Plant care
Emerald Queen Fern (Emerald Queen Boston Fern) care
Nephrolepis exaltata 'Emerald Queen'
Also called Emerald Queen Boston Fern, Sword Fern, Boston Fern.
Watering rhythm
5-7days
When the top 1-2 cm of soil is dry, roughly every 5-7 days in spring and summer
Light
Medium indirect light (a couple of metres from a window)
Soil
Moist, well-aerated, peat-free potting mix
Humidity
50-80%
Temp
15-24°C
Pet safety
Pet-safe
Mature size
30-60 cm tall
Care at a glance
Light
The Goldilocks zone. Not the south-facing windowsill (too hot, too direct), not the back of the room (too dim, growth stalls). Performs best in bright to moderate indirect light. A north or east-facing window is ideal; it tolerates lower light but growth becomes sparse. Avoid direct sun which scorches fronds. Supplemental grow lighting works well in dim interiors. If you can't decide, a free phone lux-meter app aimed at the leaf at noon should read between 800 and 1,500 lux.
Watering
Watering emerald queen fern: when the top 1-2 cm of soil is dry, roughly every 5-7 days in spring and summer. The number that matters isn't the day of the week — it's how dry the top 2-3 cm of the pot feels. A finger in the soil tells you more than a watering app. After every watering, tip the saucer. Boston ferns are moisture-loving — never allow the soil to dry out completely, as fronds brown and drop rapidly. Reduce watering to every 10-14 days in winter. Use room-temperature rainwater or filtered water; tap water high in fluoride or chlorine can cause tip burn.

**MATERIAL PROVIDED:**
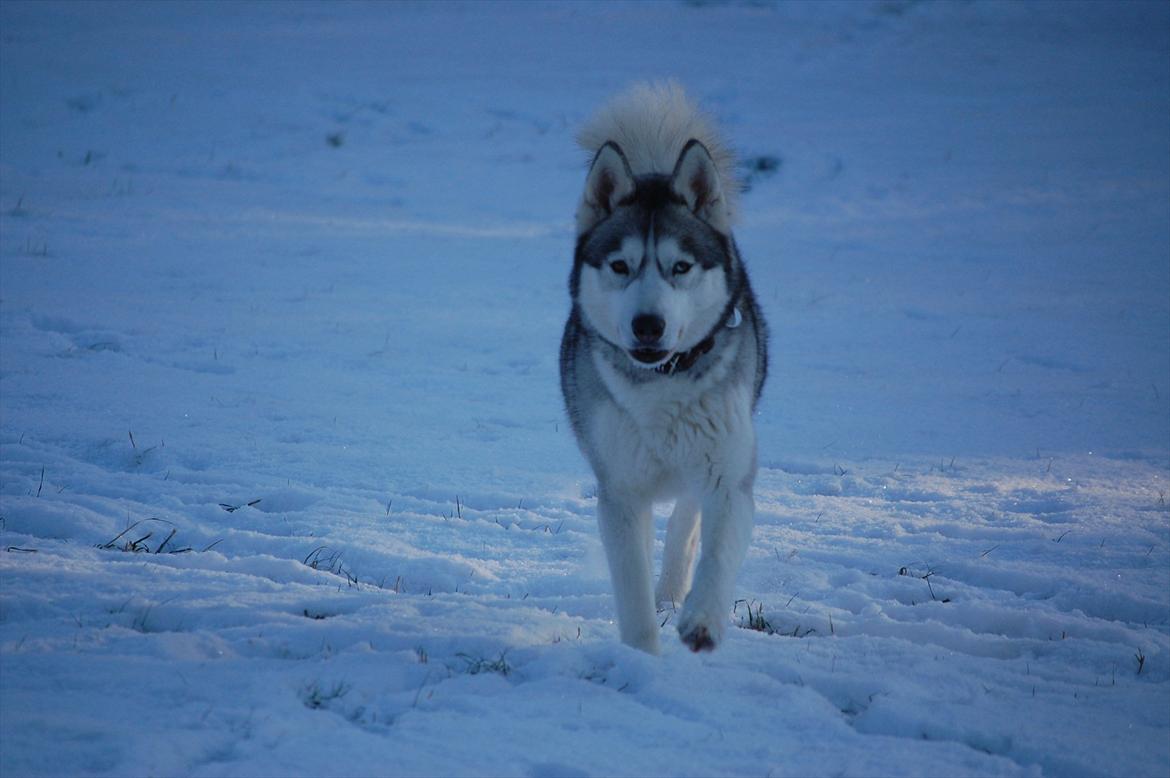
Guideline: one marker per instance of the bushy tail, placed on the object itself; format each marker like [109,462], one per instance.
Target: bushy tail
[652,124]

**WORK INSTRUCTIONS:**
Could you write out the fern care page again, starting with "Watering rhythm" and going on through "from a window)", renaming "window" to "glass door"? You won't need the lines above for anything.

**WRITTEN RESPONSE:**
Watering rhythm
5-7days
When the top 1-2 cm of soil is dry, roughly every 5-7 days in spring and summer
Light
Medium indirect light (a couple of metres from a glass door)